PAGE EXTRACT:

────────

Blog Post

Counselling: Not just a suit and a black leather couch
Jun 09, 2016

A string of recent conversations has had me engage in many questions about counselling as well share what I enjoy about my work as a counsellor. While random and unrelated, these discussions illustrated that counselling is a bit of a mystery for many. It’s a word that seems to carry many connotations, some of which keep us from asking for the help we may need. Just consider this: what comes to mind when you think of “therapy?” Or even a “therapist?” I often ask this when introducing someone to the counselling process to get a sense of what they might be expecting. The responses I get are often negative, perhaps based on experience, uncertainty or even movies that insist on illustrating black leather couches and a suit holding a clipboard.

────────

WORK INSTRUCTION 1:
Revise the blog post on counseling, starting with "A string of" and going on through "holding a clipboard.", with "conversations" changed to "exchanges".
WORK INSTRUCTION 2:
Carry the blog post on counseling further, starting after its final sentence.
The lines after this text are not needed.

────────

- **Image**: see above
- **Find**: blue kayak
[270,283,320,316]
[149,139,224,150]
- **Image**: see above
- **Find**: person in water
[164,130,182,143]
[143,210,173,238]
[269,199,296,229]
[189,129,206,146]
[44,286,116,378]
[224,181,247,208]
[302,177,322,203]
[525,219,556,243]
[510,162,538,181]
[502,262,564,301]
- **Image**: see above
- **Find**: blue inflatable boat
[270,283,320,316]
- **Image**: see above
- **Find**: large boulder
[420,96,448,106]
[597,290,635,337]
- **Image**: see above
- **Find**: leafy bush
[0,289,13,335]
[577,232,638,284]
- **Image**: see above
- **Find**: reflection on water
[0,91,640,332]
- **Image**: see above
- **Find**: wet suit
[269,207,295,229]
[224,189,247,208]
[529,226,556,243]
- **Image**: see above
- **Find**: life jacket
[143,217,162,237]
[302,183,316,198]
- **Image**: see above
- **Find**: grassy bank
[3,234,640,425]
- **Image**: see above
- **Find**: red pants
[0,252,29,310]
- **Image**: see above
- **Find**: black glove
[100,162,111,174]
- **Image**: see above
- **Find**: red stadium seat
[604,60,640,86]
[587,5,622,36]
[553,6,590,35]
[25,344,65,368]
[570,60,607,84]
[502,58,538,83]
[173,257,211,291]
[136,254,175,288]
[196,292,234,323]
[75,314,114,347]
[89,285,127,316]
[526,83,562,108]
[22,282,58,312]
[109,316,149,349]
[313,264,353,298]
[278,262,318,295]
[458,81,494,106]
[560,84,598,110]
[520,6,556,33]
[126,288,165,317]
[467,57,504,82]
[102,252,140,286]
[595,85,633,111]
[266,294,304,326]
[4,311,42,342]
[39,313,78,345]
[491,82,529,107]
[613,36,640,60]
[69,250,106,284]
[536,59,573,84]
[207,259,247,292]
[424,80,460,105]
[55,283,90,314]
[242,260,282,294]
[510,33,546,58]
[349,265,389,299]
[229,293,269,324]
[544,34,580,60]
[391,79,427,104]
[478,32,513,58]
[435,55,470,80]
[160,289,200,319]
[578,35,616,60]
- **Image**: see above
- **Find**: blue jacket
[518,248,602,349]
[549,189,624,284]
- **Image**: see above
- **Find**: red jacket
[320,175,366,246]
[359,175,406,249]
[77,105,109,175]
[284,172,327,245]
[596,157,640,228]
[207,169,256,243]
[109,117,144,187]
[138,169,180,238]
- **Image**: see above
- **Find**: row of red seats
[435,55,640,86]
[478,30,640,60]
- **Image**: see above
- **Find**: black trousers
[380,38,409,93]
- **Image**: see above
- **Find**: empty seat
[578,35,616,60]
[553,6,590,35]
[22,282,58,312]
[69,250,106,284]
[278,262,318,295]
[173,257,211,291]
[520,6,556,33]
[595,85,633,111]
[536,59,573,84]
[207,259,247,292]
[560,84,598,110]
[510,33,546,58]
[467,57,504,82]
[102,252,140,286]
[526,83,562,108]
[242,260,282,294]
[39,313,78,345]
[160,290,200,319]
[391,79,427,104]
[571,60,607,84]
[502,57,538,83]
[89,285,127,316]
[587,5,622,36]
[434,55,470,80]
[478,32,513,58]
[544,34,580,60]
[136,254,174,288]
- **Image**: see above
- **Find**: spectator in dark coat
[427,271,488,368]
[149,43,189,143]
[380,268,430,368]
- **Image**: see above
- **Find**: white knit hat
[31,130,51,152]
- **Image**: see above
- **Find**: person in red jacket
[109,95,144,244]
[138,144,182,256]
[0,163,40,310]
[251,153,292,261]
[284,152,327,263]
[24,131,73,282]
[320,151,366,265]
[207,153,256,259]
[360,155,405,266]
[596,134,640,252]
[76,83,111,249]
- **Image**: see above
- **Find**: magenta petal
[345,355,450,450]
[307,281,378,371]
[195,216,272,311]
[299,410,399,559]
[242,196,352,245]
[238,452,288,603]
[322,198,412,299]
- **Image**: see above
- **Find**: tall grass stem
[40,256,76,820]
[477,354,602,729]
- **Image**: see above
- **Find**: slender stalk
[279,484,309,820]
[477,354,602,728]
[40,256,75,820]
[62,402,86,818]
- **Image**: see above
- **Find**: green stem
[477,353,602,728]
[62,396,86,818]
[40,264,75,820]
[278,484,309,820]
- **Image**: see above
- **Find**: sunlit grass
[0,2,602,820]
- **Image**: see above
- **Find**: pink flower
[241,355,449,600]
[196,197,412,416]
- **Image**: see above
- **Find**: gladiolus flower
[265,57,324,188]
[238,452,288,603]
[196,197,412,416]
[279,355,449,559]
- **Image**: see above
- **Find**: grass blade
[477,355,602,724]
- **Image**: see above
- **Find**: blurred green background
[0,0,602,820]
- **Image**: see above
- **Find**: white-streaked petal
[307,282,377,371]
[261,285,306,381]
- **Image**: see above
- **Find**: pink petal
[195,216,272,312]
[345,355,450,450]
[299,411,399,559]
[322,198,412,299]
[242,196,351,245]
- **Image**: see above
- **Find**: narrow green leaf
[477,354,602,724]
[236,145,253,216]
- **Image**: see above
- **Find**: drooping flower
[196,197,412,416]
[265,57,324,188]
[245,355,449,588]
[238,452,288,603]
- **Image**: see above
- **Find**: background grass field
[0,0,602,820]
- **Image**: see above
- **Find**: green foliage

────────

ANSWER 1:
A string of recent exchanges has had me engage in many questions about counselling as well share what I enjoy about my work as a counsellor. While random and unrelated, these discussions illustrated that counselling is a bit of a mystery for many. It’s a word that seems to carry many connotations, some of which keep us from asking for the help we may need. Just consider this: what comes to mind when you think of “therapy?” Or even a “therapist?” I often ask this when introducing someone to the counselling process to get a sense of what they might be expecting. The responses I get are often negative, perhaps based on experience, uncertainty or even movies that insist on illustrating black leather couches and a suit holding a clipboard.

ANSWER 2:
So how does one break through narrow ideas of counselling and share of why it might in fact be helpful? In a pursuit of an articulate, professional explanation, I got lost in articles, research and big words that seemed to bury the simple and valuable truth I was after: life is messy ! Let’s just say it as it is. Perhaps not academic or even professional sounding, yet this really does describe the reality of what brings us to counselling. Life is messy and unpredictable and at times, straight up hard. It is also amazingly beautiful, and yet what brings people to consider counselling is rarely, if ever, an experience of joy, success, and gratitude. We don’t find ourselves cruising counsellors on Google to excitedly share of the job promotion we just received, or of how great our family is getting along. While these moments no doubt exist, it is the stories of loss, hardship, crisis, question, hurt and everyday struggles that bring people to pick up a phone and sit in the company of a stranger. The support of someone outside of your day-to-day life can indeed:

  • Help you make sense of what is happening
  • Ask questions others may not
  • Provide a safe space to be vulnerable
  • Help develop new skills and understanding
  • Help problem solve and
  • Improve wellbeing and relationships

We might not always initially know what we hope to gain from counselling, but time and time again, I’ve seen and heard the following experienced by those who step out and engage in the process:

resilience growth awareness compassion understanding forgiveness change courage strength validation skill relationship acceptance calmness empowerment freedom confidence direction

Counselling, while by no means a “fix it”, can be a valuable means of experiencing life in a different kind of way. Life may still be messy, but these things may allow us to journey on with our head high and heart open to all it may entail.